## Listado de datos
----
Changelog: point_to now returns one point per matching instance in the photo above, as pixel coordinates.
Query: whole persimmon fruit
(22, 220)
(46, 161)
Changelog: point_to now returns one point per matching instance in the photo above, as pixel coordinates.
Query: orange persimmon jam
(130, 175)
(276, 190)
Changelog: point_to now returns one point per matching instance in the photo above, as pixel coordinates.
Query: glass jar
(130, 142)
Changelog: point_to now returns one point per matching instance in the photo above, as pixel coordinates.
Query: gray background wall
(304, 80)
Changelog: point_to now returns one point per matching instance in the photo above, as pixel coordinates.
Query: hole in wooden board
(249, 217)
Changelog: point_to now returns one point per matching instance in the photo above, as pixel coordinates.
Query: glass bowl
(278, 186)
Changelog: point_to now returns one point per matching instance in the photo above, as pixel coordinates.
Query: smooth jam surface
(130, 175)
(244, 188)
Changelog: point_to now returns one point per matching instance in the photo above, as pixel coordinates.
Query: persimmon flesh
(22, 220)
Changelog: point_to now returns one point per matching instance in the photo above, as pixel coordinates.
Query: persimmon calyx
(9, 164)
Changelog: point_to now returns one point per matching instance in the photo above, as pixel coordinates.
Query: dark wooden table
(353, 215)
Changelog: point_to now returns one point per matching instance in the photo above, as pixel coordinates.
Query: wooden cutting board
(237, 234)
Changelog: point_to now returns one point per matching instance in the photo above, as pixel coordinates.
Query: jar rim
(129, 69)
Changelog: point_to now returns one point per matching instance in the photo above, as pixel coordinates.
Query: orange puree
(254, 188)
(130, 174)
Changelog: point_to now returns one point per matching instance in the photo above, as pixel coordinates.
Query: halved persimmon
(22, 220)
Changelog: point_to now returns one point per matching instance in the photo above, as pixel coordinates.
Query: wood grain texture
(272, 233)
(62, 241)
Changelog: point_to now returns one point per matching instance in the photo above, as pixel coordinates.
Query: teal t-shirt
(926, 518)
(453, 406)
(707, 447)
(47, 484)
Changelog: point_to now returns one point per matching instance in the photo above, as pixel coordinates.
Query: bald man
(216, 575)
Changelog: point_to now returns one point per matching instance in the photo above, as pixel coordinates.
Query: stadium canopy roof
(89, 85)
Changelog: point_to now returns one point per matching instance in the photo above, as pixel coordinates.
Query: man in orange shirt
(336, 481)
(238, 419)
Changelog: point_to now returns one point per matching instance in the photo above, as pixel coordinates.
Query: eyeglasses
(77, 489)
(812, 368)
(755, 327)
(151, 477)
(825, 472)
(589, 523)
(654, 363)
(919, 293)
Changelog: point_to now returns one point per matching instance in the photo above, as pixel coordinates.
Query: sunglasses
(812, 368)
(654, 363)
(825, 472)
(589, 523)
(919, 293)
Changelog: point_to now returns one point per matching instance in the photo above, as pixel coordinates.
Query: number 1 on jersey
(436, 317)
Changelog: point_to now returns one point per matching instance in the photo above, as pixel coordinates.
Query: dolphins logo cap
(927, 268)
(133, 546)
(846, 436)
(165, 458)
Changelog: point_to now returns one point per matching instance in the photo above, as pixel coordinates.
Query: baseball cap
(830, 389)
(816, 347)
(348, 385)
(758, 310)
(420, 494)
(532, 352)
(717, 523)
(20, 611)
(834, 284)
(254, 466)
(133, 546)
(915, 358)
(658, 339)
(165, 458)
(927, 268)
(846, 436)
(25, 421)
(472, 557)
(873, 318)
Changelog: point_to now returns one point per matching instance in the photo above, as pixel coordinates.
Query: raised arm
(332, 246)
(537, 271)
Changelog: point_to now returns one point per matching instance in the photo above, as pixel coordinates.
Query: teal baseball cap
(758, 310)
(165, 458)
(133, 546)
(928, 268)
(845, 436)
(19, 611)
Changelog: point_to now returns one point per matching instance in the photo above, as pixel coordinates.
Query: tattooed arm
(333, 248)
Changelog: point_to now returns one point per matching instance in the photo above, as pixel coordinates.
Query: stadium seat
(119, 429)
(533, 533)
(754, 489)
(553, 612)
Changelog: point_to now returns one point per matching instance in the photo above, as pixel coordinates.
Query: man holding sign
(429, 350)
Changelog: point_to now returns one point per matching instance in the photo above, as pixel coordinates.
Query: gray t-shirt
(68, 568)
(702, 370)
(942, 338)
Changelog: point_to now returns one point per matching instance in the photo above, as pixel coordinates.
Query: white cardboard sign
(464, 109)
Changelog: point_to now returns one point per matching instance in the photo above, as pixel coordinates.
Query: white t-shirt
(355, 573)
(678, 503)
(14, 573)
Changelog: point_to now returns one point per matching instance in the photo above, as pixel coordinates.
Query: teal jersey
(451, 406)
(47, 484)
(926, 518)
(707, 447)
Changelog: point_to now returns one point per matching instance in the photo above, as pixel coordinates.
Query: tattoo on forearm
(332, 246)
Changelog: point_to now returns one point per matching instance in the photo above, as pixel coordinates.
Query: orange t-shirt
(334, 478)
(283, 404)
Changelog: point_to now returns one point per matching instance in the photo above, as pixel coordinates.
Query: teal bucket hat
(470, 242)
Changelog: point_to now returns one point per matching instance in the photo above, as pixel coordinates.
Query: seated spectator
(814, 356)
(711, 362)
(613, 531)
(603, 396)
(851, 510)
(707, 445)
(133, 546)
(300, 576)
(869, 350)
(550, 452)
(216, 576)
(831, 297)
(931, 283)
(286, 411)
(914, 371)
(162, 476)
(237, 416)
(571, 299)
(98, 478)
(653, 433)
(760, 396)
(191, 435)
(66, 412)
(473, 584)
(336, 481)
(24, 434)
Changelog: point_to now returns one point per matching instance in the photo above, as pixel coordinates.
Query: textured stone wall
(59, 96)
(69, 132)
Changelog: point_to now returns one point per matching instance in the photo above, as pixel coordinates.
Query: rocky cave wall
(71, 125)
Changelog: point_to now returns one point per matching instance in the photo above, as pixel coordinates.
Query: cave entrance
----
## INSTRUCCIÓN
Entresaca y copia cada línea de las entradas anteriores en la que aparezca la palabra "sign".

## RESULTADO
Query: man holding sign
Query: white cardboard sign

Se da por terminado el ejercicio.